AIM OF THE EXERCISE:
Quote the material word for word, from the line containing "row: woman's shoulder" through the end of the material, including both ends.

DATA FOR THIS TASK:
════════

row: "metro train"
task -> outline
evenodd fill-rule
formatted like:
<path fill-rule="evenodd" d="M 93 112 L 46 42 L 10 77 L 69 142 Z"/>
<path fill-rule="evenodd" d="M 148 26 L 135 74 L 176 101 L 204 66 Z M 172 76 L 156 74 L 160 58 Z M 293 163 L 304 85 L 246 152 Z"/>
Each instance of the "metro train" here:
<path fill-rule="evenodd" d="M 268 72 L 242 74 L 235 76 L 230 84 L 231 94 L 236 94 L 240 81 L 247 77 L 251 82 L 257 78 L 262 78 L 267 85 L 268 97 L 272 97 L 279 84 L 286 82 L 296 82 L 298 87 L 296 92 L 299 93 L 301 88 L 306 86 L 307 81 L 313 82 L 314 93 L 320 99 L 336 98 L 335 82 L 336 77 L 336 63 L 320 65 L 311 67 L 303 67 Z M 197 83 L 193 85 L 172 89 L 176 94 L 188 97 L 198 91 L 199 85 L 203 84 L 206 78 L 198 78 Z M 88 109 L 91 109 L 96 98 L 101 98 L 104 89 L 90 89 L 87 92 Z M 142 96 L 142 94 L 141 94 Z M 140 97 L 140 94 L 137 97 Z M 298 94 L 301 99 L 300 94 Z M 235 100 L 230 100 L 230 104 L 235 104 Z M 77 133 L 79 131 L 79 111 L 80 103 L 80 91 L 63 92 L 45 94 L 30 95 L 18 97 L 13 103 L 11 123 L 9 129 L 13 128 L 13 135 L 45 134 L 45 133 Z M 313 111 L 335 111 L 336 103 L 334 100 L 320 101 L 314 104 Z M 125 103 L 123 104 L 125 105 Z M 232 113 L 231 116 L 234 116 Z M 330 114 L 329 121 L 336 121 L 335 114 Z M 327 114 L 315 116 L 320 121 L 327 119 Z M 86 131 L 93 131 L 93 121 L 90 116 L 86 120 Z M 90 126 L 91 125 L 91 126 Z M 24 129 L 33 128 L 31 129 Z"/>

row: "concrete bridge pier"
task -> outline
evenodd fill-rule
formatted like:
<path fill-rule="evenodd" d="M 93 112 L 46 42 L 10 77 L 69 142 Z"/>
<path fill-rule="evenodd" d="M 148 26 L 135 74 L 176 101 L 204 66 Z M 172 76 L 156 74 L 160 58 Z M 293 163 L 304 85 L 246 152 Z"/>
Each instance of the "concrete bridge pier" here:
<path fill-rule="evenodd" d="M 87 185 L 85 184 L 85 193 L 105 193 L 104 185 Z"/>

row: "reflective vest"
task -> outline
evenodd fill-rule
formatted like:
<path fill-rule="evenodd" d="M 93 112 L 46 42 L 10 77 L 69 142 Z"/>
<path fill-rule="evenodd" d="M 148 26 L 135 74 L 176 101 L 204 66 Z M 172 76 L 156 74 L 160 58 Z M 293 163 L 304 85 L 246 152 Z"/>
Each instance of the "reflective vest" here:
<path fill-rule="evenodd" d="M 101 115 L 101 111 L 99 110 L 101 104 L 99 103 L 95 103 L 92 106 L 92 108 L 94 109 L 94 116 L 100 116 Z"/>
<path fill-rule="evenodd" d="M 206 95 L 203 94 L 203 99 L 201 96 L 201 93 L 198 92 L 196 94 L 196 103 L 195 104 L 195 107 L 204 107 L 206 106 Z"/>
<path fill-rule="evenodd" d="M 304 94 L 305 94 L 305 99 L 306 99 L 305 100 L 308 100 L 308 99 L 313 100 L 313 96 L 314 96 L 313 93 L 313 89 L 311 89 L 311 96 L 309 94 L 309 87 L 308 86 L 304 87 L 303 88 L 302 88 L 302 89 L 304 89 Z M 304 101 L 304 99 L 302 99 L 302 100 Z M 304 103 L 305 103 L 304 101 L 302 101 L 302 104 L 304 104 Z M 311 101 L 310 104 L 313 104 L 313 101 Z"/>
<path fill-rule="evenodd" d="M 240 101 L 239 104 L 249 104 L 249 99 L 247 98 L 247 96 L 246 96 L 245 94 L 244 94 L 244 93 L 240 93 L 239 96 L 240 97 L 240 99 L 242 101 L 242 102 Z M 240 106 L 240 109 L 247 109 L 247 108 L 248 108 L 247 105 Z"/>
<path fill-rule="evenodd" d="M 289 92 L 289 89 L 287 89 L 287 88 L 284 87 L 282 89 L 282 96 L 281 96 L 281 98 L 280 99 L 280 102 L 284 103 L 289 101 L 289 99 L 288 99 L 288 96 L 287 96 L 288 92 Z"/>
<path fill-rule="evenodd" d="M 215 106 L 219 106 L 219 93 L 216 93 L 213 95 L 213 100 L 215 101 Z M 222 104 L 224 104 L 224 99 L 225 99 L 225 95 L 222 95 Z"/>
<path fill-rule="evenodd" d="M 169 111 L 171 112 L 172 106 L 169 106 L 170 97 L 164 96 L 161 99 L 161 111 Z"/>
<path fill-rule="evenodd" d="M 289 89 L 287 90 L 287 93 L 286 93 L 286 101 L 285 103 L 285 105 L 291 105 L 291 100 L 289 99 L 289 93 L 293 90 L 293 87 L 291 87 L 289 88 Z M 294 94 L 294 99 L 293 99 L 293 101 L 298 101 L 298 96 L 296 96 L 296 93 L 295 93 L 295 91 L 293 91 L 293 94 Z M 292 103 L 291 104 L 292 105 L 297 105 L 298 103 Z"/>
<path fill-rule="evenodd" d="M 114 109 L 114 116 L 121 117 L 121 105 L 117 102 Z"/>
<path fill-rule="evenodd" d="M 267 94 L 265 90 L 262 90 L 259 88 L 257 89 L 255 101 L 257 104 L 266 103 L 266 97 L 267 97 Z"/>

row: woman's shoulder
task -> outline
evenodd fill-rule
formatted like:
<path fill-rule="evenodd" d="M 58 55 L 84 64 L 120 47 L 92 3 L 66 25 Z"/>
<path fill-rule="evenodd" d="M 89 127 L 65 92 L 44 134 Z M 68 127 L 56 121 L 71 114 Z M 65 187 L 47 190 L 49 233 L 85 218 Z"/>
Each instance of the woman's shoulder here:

════════

WRITTEN RESPONSE:
row: woman's shoulder
task -> outline
evenodd fill-rule
formatted like:
<path fill-rule="evenodd" d="M 58 55 L 84 64 L 120 47 L 92 3 L 66 25 Z"/>
<path fill-rule="evenodd" d="M 89 127 L 65 92 L 44 134 Z M 68 127 L 56 121 L 71 114 Z M 65 187 L 47 190 L 49 233 L 85 218 Z"/>
Each instance of the woman's shoulder here:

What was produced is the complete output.